**Do this:** Print exactly the lines from the line with "[tag] boy's bare leg: a pin per instance" to the last line of the data, please, both included.

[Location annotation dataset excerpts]
• • • • • • •

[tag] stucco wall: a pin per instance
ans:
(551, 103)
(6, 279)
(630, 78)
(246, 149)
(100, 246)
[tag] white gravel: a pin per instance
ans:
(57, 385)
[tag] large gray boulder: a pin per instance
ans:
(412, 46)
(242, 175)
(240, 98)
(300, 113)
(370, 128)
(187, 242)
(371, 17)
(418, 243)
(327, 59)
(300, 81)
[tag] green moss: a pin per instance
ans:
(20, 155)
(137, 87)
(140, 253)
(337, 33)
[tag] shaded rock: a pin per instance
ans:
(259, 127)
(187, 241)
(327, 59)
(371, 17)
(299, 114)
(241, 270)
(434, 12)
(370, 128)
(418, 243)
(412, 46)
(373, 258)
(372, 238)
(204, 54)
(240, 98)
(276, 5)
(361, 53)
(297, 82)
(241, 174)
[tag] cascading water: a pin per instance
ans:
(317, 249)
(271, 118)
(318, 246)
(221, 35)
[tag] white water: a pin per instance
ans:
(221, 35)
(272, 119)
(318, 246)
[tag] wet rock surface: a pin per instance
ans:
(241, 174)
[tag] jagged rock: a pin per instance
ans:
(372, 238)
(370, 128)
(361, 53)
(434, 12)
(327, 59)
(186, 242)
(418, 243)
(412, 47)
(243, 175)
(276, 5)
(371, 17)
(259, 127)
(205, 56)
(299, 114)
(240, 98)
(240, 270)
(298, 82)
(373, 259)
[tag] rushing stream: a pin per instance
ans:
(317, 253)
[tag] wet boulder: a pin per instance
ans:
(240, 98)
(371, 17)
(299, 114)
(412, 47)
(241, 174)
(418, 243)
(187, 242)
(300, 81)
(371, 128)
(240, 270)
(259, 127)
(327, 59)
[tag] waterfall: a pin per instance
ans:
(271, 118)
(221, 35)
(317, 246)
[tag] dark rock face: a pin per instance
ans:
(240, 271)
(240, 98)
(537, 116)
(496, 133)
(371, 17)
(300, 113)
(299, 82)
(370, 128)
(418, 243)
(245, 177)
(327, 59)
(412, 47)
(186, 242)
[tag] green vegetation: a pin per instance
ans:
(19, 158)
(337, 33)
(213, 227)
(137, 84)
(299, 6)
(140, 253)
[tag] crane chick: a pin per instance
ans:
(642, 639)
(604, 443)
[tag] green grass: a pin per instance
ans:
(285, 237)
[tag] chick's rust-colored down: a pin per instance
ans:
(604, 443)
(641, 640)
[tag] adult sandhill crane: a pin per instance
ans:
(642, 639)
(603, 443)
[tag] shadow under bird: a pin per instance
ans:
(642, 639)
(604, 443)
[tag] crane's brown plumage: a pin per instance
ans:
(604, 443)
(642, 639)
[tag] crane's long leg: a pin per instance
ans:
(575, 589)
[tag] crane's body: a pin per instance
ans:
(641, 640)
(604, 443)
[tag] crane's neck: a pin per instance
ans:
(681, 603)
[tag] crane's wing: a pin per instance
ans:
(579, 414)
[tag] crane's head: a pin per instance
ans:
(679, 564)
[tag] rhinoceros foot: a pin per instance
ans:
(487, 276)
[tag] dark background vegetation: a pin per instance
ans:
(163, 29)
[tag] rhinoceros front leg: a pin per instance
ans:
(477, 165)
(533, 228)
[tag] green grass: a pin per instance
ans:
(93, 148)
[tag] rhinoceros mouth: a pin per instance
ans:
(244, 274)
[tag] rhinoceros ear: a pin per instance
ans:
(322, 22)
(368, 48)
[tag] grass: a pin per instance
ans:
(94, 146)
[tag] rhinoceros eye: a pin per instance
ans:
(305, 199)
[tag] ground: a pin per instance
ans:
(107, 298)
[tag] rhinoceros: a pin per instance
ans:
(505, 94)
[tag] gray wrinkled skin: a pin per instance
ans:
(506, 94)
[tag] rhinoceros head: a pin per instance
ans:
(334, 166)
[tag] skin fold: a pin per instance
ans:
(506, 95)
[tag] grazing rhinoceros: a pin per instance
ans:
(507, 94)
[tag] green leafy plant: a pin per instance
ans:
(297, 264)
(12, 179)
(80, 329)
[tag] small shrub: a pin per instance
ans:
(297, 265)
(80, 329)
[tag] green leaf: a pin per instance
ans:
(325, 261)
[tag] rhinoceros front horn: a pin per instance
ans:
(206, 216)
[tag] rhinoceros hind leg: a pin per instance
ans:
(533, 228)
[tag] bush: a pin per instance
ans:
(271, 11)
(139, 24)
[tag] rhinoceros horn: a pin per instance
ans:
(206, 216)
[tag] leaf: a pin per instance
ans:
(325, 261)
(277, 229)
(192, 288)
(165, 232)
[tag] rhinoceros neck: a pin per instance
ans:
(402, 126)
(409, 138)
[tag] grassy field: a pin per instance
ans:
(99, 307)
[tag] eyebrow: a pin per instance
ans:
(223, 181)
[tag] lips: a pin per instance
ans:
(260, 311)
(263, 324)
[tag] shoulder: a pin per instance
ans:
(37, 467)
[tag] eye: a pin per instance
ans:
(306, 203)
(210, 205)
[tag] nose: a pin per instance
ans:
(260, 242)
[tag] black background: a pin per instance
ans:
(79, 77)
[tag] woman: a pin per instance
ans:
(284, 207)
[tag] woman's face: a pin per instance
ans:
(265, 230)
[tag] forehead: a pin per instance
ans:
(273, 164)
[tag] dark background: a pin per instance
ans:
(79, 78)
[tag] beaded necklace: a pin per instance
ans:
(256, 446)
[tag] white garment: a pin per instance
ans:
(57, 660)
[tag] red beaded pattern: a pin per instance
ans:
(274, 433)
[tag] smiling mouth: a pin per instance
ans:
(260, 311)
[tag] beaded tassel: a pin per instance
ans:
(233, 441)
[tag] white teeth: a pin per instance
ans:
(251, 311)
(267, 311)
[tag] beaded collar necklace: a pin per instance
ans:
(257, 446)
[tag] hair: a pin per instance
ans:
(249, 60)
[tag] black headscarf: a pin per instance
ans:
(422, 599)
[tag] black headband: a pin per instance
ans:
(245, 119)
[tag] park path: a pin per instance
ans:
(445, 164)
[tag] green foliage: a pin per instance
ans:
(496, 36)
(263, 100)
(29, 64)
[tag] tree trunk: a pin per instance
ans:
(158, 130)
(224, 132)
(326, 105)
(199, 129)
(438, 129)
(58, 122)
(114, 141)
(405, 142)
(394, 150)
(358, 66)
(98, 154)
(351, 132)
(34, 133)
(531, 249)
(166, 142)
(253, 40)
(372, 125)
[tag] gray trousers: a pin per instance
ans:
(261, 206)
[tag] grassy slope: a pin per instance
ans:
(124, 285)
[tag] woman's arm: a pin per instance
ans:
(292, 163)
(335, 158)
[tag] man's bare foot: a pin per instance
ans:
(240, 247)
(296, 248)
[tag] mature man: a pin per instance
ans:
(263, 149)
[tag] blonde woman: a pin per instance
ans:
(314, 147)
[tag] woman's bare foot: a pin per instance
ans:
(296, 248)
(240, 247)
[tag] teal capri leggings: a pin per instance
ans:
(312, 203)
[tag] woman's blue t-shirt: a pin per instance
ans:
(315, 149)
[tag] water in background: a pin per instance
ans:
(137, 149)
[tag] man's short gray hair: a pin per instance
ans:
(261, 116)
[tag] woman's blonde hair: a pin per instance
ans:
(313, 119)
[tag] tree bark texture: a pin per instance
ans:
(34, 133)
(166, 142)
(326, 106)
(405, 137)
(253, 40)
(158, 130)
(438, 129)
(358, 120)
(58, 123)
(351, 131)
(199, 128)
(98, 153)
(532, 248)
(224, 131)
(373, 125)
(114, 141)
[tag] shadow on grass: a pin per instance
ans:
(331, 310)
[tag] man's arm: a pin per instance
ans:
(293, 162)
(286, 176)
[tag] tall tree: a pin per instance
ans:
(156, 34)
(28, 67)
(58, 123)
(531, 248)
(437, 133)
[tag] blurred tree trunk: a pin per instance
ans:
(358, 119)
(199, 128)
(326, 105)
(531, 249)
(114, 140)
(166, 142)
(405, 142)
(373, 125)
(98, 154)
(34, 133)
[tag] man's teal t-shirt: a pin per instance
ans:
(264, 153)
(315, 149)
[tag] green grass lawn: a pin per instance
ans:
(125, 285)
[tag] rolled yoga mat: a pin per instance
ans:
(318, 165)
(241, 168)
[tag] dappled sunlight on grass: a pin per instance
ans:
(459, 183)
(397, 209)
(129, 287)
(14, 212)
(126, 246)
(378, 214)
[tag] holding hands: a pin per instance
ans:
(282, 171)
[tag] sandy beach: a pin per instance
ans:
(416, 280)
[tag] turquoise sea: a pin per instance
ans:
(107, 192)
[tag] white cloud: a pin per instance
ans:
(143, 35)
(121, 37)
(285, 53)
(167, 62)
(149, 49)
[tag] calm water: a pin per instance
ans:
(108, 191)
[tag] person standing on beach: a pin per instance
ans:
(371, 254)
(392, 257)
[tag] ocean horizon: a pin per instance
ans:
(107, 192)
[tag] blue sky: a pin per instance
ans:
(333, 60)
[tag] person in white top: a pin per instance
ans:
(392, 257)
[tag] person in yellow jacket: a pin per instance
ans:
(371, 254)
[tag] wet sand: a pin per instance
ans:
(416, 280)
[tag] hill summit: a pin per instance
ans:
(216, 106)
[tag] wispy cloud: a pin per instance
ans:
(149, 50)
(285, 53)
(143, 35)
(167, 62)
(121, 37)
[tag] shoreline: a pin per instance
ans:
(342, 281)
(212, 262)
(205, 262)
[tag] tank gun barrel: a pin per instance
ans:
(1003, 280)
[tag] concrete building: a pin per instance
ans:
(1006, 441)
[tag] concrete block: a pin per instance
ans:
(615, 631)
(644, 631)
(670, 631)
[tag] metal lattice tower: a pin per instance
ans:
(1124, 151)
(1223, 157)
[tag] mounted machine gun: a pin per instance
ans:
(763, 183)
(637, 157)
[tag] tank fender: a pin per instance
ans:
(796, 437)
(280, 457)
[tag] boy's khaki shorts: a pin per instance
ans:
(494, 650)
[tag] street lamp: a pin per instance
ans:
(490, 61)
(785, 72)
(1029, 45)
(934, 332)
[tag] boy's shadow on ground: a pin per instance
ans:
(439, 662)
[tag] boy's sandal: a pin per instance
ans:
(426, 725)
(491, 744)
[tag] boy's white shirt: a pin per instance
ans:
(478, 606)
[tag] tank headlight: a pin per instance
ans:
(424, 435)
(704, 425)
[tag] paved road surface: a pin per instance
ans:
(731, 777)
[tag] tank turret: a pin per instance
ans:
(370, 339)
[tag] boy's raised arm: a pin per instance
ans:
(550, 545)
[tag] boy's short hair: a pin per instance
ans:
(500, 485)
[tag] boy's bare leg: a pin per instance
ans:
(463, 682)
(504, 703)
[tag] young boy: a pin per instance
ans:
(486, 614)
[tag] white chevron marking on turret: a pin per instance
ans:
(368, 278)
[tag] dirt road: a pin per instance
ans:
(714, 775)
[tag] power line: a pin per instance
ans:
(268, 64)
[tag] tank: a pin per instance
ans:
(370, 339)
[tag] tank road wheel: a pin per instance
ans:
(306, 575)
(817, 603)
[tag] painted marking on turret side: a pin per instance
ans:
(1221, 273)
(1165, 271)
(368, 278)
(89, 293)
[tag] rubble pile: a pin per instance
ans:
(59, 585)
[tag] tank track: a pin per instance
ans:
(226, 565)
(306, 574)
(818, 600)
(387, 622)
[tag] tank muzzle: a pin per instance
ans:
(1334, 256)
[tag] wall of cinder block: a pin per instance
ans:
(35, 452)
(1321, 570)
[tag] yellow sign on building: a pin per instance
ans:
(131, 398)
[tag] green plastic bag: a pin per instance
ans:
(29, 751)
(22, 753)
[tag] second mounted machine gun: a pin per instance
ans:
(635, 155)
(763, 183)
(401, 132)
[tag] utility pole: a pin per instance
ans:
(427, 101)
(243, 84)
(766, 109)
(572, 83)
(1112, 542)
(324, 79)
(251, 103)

• • • • • • •

**Solution:**
[tag] boy's bare leg: a pin per instance
ans:
(463, 682)
(504, 703)
[tag] young boy: a pin per instance
ans:
(486, 614)
[tag] white chevron marking on turret: a pin per instance
ans:
(368, 278)
[tag] dirt road: a pin per instance
ans:
(714, 775)
[tag] power line: a pin per instance
ans:
(268, 64)
[tag] tank: a pin per instance
ans:
(370, 339)
[tag] tank road wheel: a pin per instance
ans:
(306, 575)
(817, 603)
[tag] painted marking on turret side: a pin per instance
ans:
(1221, 273)
(1165, 271)
(368, 278)
(89, 293)
[tag] rubble pile: a pin per instance
ans:
(59, 585)
[tag] tank track: a pin per instance
ans:
(226, 565)
(306, 574)
(818, 600)
(387, 622)
[tag] tank muzzle: a pin per instance
ans:
(1334, 256)
[tag] wall of cinder block: a pin per instance
ans:
(35, 452)
(1321, 570)
[tag] yellow sign on building: a pin per instance
ans:
(131, 398)
[tag] green plastic bag: a pin per instance
ans:
(29, 751)
(22, 753)
[tag] second mounted machine gun: a pin per instance
ans:
(635, 155)
(763, 183)
(401, 132)
[tag] utility pole: a pin per instance
ans:
(427, 101)
(243, 84)
(766, 109)
(572, 83)
(1112, 542)
(324, 79)
(251, 103)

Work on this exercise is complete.